··· ENTRIES PROVIDED ···
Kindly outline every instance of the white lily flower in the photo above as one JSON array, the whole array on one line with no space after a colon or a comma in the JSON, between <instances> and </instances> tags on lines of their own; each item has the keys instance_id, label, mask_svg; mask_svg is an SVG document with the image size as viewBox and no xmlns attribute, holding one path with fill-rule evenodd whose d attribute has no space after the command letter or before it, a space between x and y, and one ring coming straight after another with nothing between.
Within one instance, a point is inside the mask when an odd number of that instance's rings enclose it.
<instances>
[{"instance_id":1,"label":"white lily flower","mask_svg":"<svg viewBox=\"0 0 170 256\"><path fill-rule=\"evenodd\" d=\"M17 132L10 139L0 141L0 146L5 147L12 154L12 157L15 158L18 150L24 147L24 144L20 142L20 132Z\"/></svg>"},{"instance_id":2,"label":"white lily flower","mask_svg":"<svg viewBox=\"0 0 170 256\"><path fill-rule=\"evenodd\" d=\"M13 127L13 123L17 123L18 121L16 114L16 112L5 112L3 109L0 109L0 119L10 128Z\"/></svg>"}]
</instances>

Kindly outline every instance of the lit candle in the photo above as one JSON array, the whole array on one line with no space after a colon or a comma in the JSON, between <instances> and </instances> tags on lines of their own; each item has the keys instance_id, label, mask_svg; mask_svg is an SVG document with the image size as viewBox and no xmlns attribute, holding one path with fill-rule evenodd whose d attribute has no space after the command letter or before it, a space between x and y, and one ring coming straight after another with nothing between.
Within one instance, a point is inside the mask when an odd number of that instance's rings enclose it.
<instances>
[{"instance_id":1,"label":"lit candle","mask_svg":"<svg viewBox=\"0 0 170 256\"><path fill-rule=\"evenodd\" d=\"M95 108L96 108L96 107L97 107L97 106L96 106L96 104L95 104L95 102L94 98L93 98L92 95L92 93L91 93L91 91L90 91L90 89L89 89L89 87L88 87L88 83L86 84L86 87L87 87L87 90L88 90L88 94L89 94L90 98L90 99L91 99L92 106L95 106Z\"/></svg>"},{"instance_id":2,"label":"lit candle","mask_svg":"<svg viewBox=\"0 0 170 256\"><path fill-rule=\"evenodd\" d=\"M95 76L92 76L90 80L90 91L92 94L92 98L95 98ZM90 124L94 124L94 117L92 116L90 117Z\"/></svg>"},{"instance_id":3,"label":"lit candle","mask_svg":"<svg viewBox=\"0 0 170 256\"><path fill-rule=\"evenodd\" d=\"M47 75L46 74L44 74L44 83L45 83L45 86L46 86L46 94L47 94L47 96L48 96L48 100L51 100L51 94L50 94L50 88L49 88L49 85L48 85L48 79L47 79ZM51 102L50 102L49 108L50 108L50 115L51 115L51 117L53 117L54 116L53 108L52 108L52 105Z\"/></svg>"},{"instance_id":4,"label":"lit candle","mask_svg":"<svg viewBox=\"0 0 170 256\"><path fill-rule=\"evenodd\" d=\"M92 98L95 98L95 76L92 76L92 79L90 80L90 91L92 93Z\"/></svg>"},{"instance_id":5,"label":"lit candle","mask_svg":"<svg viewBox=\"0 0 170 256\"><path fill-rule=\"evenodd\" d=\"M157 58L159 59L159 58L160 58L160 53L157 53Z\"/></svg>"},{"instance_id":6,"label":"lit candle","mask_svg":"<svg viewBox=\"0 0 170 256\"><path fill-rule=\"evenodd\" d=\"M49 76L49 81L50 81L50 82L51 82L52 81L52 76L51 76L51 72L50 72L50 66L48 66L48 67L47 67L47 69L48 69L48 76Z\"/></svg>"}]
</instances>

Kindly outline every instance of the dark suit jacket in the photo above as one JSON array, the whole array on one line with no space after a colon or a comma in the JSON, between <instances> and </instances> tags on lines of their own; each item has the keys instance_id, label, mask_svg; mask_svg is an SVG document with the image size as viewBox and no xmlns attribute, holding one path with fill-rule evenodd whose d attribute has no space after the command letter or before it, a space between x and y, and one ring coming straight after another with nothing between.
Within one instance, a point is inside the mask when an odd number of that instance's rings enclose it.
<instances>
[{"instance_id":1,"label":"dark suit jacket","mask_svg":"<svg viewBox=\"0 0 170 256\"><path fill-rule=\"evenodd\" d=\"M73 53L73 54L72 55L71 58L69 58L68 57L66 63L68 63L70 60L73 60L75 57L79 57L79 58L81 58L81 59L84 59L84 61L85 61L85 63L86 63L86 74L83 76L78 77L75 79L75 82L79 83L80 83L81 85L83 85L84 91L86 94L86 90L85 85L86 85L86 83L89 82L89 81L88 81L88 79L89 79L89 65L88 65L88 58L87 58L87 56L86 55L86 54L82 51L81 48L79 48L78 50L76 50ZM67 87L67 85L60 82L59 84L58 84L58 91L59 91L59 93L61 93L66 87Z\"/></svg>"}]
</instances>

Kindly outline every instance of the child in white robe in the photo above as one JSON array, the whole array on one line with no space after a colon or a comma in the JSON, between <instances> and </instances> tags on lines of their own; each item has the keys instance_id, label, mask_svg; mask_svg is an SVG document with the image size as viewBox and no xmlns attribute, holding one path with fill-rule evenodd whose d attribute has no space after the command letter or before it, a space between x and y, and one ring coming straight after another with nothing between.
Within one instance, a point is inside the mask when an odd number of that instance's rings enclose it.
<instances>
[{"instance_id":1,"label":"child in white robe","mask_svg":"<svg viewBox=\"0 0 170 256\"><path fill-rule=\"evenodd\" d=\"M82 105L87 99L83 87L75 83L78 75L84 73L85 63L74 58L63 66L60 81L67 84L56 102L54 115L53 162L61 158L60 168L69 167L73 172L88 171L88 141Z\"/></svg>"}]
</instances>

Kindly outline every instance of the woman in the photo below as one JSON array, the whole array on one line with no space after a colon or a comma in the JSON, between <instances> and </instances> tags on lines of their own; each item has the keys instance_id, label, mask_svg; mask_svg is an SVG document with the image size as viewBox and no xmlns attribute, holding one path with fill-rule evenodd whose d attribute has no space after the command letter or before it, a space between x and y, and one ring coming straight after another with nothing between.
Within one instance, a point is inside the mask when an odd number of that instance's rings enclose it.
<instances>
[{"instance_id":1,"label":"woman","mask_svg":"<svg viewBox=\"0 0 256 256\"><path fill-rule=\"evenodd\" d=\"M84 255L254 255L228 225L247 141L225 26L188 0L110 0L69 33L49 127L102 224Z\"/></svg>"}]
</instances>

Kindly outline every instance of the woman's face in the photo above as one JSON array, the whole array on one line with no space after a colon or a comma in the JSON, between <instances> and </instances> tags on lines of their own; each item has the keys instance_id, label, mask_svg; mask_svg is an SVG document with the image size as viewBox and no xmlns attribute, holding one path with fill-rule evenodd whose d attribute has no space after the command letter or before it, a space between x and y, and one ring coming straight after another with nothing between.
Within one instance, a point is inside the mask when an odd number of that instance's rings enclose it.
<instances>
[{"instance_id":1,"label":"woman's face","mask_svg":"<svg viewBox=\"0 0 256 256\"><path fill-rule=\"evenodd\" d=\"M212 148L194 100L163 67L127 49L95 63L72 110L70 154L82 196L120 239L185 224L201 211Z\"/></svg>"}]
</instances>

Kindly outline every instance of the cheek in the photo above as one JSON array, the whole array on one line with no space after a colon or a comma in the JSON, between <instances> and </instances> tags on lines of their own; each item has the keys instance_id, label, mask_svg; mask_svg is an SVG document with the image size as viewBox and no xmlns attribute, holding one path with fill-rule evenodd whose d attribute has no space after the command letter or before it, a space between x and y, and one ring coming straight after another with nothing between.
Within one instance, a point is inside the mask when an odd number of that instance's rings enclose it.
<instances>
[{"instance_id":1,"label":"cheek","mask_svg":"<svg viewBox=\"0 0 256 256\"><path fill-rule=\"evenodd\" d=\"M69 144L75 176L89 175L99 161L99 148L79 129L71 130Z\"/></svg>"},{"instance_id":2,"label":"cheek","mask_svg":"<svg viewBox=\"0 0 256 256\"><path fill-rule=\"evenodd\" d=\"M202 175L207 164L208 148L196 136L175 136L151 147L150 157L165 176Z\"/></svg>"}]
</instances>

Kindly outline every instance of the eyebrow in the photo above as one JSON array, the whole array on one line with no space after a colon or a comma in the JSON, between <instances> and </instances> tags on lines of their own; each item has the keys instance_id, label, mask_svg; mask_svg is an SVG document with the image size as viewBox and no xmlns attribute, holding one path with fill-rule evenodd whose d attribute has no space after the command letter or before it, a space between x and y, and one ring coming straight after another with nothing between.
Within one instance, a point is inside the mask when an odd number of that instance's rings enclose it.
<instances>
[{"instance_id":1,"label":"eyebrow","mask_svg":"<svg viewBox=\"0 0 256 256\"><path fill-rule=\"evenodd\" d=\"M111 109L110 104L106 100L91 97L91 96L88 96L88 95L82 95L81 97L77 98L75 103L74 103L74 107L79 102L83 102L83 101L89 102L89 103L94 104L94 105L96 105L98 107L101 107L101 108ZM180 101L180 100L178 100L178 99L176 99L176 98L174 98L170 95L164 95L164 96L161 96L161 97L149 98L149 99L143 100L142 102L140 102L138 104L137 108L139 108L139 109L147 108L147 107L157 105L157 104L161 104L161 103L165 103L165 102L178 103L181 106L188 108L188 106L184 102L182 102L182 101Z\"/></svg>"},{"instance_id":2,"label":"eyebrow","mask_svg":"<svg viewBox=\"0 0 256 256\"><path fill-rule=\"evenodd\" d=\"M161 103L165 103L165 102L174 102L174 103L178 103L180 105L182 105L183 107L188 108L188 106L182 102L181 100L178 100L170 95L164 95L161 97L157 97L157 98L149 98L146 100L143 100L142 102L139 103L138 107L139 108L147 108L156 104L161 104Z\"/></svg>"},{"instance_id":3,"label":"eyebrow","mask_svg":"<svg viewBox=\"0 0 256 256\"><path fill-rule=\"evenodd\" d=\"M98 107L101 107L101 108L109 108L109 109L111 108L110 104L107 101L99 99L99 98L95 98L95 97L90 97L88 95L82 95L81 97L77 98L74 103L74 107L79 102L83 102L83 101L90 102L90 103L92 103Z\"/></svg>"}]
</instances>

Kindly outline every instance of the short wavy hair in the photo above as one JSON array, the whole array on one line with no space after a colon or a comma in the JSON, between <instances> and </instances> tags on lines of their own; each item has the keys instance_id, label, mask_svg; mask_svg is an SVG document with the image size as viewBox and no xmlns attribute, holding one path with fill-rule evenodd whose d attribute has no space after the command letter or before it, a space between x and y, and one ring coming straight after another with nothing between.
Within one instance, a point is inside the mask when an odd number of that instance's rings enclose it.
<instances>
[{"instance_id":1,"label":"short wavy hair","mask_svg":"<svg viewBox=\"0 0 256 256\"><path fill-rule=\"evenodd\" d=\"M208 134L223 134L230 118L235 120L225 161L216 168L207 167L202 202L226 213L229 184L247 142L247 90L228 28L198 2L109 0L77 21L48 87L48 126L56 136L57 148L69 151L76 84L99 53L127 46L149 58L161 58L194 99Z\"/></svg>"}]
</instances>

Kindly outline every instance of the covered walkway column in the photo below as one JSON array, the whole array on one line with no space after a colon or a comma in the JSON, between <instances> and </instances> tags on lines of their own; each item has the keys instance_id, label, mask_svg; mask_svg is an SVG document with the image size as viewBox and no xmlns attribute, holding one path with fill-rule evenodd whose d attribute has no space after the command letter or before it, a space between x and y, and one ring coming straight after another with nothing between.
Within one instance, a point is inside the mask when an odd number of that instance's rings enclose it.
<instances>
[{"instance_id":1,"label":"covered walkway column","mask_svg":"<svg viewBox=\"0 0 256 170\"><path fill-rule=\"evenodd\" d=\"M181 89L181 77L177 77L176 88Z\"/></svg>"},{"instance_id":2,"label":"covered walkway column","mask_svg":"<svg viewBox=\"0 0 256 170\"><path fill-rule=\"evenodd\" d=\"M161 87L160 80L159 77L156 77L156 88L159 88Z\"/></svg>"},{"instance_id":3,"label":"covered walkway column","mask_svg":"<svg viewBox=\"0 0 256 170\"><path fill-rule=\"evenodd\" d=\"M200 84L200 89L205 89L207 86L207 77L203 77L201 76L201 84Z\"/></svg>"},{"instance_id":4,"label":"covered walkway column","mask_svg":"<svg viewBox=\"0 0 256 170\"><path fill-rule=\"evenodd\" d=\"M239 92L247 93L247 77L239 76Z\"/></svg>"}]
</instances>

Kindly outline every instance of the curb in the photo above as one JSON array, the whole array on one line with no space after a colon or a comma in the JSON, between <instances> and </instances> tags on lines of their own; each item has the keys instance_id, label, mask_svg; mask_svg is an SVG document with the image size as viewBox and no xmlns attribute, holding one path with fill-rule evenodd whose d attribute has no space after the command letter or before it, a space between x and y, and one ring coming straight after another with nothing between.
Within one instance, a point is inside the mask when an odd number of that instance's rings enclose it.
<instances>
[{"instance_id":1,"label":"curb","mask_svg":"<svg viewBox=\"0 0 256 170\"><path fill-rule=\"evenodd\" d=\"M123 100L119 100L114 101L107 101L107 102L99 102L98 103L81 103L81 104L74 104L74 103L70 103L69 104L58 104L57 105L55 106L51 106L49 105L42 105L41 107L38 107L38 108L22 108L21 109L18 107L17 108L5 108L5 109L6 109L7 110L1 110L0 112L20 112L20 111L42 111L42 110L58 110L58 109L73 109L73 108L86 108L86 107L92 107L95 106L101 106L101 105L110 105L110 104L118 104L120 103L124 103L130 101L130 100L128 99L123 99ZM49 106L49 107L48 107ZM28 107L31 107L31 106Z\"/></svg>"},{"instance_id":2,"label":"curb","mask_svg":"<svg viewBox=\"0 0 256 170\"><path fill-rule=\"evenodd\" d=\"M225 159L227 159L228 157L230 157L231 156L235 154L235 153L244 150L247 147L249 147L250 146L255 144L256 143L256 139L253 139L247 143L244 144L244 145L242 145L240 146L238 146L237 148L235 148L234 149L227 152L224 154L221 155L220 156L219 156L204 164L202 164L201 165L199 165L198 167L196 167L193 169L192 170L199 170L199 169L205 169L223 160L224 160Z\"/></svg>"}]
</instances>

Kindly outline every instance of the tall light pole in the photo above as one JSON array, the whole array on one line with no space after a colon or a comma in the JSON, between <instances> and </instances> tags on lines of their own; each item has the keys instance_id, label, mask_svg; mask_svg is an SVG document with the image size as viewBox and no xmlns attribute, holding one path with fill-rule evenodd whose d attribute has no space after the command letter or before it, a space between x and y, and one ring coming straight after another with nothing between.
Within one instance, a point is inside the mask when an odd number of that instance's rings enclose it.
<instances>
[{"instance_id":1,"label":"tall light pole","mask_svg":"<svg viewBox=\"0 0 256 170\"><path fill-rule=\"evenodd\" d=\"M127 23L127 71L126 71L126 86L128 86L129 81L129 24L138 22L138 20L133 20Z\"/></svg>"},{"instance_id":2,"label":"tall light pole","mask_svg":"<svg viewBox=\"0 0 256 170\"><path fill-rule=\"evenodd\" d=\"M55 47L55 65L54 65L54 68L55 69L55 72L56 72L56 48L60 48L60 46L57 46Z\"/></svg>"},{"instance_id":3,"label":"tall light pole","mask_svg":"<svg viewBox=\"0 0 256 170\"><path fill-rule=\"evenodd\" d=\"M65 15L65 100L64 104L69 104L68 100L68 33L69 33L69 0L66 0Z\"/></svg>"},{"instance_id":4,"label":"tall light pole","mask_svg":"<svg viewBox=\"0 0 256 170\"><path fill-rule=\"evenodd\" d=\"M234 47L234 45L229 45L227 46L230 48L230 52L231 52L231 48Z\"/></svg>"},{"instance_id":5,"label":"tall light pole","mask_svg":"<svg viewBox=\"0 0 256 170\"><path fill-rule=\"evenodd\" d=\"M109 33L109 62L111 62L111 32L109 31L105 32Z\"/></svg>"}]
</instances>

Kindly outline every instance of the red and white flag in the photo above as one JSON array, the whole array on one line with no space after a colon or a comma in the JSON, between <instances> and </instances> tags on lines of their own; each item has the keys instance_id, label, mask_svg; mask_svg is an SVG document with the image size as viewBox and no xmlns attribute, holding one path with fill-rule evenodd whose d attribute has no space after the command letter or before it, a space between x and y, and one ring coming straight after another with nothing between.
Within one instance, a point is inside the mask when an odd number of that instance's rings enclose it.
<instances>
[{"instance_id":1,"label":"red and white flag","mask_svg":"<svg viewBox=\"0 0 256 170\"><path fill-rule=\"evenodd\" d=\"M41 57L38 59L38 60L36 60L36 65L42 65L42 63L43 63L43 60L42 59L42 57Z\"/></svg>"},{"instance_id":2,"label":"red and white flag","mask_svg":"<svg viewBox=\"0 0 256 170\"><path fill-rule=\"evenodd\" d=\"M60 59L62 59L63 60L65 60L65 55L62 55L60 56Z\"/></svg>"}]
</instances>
···
DO THIS ▸ Please count the lines of the records above that contain the string "pole", treating case as significant, and give only the number.

RESULT OF THE TASK ▸ 2